• **Instruction**
Count how many lines of the records below contain the string "woman", treating uppercase and lowercase letters as different, and reply with that number alone.

------------------------------------------------

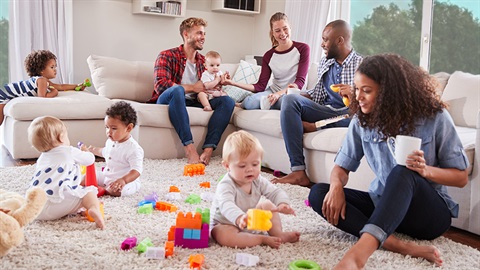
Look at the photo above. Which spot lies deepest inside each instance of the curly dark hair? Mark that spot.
(406, 94)
(124, 112)
(37, 61)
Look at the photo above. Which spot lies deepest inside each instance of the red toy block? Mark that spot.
(194, 169)
(205, 184)
(174, 189)
(189, 220)
(192, 243)
(196, 261)
(164, 206)
(91, 180)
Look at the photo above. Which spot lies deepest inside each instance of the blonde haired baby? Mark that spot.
(57, 171)
(240, 190)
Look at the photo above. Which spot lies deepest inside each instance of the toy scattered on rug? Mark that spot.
(194, 169)
(86, 83)
(15, 213)
(246, 259)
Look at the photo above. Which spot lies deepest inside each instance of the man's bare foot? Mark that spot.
(191, 153)
(308, 127)
(97, 216)
(272, 241)
(206, 155)
(294, 178)
(290, 237)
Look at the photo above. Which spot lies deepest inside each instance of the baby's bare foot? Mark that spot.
(290, 237)
(272, 241)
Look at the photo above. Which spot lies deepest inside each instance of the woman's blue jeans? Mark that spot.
(409, 205)
(174, 97)
(295, 109)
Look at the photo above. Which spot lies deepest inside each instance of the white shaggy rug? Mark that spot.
(75, 243)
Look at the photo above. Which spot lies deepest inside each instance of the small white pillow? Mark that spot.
(245, 73)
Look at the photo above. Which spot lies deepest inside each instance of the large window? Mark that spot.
(381, 26)
(3, 43)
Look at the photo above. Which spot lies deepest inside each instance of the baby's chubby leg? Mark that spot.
(92, 204)
(277, 229)
(231, 236)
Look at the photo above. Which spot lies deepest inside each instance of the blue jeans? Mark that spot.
(253, 102)
(409, 205)
(295, 109)
(174, 97)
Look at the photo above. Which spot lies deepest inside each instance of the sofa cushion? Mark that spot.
(246, 73)
(462, 93)
(122, 79)
(67, 105)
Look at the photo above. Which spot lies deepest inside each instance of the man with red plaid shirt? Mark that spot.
(177, 83)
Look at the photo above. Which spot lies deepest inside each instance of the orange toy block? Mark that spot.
(196, 261)
(173, 189)
(169, 248)
(189, 220)
(101, 211)
(164, 206)
(205, 184)
(194, 169)
(259, 220)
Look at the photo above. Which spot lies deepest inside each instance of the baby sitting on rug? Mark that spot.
(240, 190)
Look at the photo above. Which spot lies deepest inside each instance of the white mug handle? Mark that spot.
(390, 147)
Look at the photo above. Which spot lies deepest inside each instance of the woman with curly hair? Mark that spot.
(393, 97)
(41, 66)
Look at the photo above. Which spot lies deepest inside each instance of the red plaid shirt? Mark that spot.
(169, 68)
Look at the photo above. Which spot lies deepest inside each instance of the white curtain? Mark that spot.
(41, 25)
(307, 19)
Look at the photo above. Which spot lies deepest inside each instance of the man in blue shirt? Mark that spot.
(300, 112)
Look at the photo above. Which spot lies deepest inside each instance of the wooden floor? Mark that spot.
(454, 234)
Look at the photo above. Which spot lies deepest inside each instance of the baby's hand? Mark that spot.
(242, 221)
(285, 209)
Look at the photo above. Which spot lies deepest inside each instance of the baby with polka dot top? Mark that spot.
(58, 172)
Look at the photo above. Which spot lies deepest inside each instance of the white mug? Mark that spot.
(404, 146)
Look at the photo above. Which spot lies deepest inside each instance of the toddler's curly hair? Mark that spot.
(37, 61)
(124, 112)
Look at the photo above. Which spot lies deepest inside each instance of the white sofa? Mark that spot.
(117, 79)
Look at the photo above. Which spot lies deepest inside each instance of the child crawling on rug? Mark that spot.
(123, 155)
(240, 190)
(58, 173)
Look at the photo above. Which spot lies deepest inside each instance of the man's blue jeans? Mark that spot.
(223, 106)
(409, 205)
(295, 109)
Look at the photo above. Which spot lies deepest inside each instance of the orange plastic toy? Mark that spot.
(91, 180)
(194, 169)
(196, 261)
(259, 220)
(205, 184)
(164, 206)
(101, 211)
(335, 89)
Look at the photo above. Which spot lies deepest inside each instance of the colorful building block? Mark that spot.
(205, 184)
(145, 209)
(193, 199)
(259, 220)
(194, 169)
(164, 206)
(129, 243)
(142, 246)
(246, 259)
(196, 261)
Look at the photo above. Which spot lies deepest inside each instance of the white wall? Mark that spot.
(108, 28)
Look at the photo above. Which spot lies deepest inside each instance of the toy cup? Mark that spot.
(402, 147)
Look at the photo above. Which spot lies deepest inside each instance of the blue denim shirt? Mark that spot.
(440, 143)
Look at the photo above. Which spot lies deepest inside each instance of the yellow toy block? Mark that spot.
(259, 220)
(194, 169)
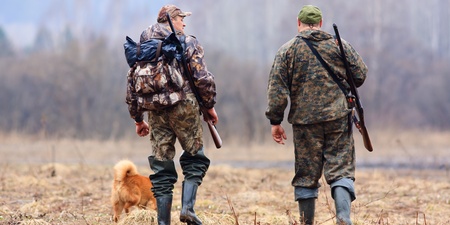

------------------------------------------------

• **Completed exercise**
2